(SUPPLIED PASSAGE):
--- START ---
Tuesday, February 22, 2005

The Story of Isaac Part 2

Wedenesday May 26, 2004.
Morning arrives. New nurses. Little sleep.
Chris is hooked up to more wires than I can count. All the monitor bells and sensors, a BP cuff that goes off every 10 minutes - mightas well be alarm clocks. 24 hours of magnesium sulfate does strange things to a person - you can't drink a drop when you're on it, and it makes you hot and shivery at the same time.
Its a scary last resort, and her BP still spikes uncontrollably.

We've seen more friends and family in the last day than I can remember. The docs come by after lunch with more of "If we can't get her stable, we'll have to take the baby", and then later, "Its either you or the baby, and you're our first priority..."
At the end of the day, after too many needles and too many tears, comes the verdict, "We're gonna take the baby out tomorrow".


Thursday May 27, 2004.
We are over a week away from starting the third trimester, and we're scheduled for a 1p.m. c-section... Okay... I grab a social worker and punch every statistic I can out of her head. I learn, "Chris should be fine" - its not a stat, but a "should be" is better than worse, or nothing, at this point. At 14 weeks early, I hear, "1 out of 4 babies don't make it out of the delivery room." Of those who make it to the Neonatal Intensive Care Unit, "1 out of 4 don't make it home" and finally, of those who make it home, "80 percent are functionally normal".
I got an A in stats in school, for a moment I wish I hadn't.
--- END ---
(INSTRUCTIONS TO FOLLOW): From the story of Isaac, list each statistic the social worker gives about babies born 14 weeks early, quoted as the text states it.

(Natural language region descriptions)
--- START ---
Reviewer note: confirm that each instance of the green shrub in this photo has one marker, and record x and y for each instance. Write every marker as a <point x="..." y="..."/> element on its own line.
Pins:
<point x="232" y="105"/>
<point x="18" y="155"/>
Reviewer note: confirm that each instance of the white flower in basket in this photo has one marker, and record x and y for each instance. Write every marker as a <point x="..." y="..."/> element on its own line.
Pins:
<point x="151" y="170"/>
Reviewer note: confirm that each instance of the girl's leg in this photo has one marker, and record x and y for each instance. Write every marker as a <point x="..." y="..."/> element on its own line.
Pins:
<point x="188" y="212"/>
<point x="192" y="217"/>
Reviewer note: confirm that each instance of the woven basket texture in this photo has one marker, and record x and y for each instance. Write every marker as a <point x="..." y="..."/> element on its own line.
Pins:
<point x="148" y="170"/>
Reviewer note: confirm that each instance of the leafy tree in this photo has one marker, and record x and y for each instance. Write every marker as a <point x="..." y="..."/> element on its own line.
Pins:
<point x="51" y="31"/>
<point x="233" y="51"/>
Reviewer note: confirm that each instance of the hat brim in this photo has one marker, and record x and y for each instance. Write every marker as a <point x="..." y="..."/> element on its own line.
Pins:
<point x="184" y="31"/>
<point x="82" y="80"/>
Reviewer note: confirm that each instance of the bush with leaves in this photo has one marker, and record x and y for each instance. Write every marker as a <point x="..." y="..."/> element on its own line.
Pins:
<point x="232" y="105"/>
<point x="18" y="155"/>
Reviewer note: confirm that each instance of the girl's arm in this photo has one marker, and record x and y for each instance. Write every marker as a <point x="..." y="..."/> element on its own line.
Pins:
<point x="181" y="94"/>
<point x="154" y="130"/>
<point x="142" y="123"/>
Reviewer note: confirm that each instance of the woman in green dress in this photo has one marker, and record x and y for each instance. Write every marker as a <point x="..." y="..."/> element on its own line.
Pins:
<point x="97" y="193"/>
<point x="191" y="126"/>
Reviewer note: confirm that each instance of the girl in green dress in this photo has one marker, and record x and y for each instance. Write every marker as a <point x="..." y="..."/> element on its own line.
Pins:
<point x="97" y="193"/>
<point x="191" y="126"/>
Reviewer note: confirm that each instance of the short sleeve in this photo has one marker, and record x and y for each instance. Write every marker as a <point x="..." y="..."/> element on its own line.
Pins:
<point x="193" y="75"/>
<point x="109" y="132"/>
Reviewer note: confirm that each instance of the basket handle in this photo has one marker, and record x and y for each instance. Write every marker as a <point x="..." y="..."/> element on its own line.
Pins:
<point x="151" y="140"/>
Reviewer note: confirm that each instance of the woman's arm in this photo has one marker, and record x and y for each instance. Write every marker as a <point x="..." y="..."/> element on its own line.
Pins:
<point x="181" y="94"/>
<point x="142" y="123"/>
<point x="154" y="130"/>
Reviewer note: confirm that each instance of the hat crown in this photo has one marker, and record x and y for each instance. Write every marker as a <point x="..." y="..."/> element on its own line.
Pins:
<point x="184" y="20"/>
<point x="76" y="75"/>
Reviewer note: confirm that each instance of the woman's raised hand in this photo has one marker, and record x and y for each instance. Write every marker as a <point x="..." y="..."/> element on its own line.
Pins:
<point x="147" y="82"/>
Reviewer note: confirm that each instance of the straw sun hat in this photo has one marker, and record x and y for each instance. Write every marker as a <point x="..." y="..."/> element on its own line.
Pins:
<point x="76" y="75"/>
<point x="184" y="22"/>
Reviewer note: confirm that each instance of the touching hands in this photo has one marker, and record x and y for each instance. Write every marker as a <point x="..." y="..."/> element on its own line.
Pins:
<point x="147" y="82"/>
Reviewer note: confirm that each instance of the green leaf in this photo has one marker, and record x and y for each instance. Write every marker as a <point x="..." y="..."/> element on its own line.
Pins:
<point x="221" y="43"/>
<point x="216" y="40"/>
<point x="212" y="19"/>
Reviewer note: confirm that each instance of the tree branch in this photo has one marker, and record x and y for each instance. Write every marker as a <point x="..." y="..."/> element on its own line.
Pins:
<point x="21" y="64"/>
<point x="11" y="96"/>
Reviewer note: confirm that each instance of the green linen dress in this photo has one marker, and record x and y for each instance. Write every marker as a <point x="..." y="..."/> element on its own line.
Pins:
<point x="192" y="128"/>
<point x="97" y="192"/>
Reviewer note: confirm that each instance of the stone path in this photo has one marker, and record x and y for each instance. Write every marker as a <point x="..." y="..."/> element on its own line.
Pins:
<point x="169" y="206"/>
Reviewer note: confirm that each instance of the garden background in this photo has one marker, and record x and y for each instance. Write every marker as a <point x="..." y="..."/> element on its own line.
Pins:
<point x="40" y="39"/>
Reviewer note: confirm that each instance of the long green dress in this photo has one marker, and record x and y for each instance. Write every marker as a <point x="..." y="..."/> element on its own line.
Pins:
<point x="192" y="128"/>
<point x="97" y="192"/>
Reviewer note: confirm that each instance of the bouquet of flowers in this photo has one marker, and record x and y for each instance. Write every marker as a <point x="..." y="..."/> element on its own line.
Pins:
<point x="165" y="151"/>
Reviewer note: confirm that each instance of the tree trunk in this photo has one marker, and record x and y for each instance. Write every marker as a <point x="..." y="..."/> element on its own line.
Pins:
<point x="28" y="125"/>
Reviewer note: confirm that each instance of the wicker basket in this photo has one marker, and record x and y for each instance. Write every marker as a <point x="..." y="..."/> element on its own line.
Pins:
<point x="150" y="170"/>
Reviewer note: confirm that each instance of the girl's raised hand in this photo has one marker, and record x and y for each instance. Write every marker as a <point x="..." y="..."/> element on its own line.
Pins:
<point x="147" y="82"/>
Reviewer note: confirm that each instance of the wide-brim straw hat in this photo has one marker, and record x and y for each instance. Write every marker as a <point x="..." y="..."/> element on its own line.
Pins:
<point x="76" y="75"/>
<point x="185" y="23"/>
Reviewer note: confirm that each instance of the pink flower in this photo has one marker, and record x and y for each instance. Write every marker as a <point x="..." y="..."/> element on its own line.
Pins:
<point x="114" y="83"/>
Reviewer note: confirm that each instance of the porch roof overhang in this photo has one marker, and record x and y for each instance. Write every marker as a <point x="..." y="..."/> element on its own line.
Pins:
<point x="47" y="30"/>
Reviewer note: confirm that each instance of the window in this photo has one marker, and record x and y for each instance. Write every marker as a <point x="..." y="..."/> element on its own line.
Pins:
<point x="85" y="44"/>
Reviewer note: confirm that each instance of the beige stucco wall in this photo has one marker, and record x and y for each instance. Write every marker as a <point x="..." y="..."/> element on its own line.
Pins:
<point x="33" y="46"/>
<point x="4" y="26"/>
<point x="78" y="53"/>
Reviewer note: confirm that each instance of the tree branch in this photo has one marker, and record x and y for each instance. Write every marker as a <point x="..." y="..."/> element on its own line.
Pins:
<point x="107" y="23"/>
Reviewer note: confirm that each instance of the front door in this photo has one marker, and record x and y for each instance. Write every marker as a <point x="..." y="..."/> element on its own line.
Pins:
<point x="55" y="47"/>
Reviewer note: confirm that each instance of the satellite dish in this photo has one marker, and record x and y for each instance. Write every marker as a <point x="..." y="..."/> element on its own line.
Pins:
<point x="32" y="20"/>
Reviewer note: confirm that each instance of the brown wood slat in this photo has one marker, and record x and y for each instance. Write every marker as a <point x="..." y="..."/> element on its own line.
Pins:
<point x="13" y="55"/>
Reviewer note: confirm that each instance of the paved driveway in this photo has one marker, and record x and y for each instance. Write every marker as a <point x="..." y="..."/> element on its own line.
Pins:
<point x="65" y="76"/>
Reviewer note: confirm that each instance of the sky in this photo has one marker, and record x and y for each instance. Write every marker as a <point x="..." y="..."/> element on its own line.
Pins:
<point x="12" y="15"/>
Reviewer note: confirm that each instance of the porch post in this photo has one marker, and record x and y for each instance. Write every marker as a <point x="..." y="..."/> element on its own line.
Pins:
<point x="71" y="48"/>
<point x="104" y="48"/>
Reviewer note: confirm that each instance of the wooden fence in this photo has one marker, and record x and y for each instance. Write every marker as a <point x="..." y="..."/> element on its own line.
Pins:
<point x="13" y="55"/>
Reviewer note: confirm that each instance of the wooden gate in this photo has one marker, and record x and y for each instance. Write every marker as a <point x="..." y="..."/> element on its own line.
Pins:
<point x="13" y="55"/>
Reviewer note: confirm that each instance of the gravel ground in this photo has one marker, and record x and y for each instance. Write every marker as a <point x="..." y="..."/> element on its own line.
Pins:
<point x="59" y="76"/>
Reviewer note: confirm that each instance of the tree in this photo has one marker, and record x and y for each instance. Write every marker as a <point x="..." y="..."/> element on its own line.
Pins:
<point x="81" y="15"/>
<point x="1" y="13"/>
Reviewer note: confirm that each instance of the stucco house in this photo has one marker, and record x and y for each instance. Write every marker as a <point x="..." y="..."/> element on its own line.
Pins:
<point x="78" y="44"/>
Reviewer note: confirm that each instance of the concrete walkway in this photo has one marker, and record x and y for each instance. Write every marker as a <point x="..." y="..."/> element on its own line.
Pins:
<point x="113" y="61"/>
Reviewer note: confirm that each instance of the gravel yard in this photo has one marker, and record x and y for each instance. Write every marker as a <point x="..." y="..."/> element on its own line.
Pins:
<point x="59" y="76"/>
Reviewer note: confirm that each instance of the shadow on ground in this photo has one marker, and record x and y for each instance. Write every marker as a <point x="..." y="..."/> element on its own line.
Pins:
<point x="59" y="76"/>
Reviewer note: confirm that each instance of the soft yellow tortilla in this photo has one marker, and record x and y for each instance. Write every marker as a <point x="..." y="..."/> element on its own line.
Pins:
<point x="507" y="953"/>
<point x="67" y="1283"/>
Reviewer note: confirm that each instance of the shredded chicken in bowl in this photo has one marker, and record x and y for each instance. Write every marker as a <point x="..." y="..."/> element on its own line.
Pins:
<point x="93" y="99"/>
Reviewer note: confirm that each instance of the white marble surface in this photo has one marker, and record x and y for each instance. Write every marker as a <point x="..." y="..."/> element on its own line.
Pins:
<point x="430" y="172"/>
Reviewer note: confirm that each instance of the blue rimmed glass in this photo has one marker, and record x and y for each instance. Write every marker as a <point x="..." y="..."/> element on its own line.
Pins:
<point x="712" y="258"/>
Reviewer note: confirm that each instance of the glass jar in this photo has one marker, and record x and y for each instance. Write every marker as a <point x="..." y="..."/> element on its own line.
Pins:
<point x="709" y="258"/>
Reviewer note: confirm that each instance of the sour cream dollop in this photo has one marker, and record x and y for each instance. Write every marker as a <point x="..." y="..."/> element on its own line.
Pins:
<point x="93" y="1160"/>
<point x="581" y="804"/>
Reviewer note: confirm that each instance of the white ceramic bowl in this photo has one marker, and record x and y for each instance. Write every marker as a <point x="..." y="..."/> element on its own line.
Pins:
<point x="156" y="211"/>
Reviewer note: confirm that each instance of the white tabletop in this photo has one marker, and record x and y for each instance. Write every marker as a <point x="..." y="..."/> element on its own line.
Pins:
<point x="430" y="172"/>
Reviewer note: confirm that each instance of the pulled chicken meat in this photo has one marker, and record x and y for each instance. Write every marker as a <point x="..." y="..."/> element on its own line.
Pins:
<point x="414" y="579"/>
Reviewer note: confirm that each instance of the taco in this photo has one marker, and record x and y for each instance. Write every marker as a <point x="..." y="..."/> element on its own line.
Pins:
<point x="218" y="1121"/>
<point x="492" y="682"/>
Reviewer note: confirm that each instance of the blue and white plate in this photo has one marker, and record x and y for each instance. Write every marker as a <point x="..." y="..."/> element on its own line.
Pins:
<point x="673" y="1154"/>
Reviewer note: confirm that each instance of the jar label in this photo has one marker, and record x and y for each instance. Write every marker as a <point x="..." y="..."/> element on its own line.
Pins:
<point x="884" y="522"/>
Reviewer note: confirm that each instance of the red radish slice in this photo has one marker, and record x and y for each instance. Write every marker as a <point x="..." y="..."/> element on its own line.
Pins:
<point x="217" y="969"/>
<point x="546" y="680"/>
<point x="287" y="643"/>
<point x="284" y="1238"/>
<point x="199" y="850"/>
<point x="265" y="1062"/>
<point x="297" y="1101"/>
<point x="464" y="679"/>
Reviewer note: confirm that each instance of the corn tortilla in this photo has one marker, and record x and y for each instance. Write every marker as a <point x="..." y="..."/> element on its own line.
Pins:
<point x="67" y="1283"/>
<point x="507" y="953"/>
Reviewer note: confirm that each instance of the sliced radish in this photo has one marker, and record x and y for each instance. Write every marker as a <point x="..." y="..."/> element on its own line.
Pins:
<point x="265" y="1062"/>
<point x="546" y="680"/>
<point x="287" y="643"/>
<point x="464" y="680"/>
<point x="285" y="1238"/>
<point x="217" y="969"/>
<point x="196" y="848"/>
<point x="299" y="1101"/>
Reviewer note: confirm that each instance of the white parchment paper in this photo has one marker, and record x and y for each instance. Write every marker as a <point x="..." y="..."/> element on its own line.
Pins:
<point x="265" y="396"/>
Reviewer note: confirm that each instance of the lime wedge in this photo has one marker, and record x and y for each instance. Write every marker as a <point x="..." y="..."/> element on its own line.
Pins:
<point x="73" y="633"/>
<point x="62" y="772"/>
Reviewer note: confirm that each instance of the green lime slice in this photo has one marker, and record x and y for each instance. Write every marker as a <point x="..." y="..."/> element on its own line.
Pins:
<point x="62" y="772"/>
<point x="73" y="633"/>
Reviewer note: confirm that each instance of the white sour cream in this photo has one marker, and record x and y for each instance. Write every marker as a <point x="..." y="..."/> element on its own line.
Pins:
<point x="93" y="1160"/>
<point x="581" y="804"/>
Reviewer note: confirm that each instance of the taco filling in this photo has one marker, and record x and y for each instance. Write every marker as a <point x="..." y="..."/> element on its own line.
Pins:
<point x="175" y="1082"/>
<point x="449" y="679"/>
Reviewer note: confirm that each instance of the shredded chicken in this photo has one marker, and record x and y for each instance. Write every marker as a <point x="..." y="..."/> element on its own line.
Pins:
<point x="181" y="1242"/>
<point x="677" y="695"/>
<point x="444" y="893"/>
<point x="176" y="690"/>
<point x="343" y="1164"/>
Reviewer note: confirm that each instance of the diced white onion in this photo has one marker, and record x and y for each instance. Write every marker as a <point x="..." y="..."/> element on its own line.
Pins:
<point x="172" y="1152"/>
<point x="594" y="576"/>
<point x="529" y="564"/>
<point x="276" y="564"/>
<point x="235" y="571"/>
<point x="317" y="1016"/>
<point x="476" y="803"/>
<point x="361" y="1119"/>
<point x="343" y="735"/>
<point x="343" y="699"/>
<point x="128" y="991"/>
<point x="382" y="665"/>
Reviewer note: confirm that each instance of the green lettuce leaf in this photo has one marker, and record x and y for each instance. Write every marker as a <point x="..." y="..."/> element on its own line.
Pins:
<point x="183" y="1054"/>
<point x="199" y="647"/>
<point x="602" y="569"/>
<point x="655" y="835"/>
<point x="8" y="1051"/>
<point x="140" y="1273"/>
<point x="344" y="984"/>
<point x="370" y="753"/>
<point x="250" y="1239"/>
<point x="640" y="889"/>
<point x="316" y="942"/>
--- END ---
(EXERCISE RESPONSE):
- "1 out of 4 babies don't make it out of the delivery room."
- Of those who make it to the Neonatal Intensive Care Unit, "1 out of 4 don't make it home."
- Of those who make it home, "80 percent are functionally normal."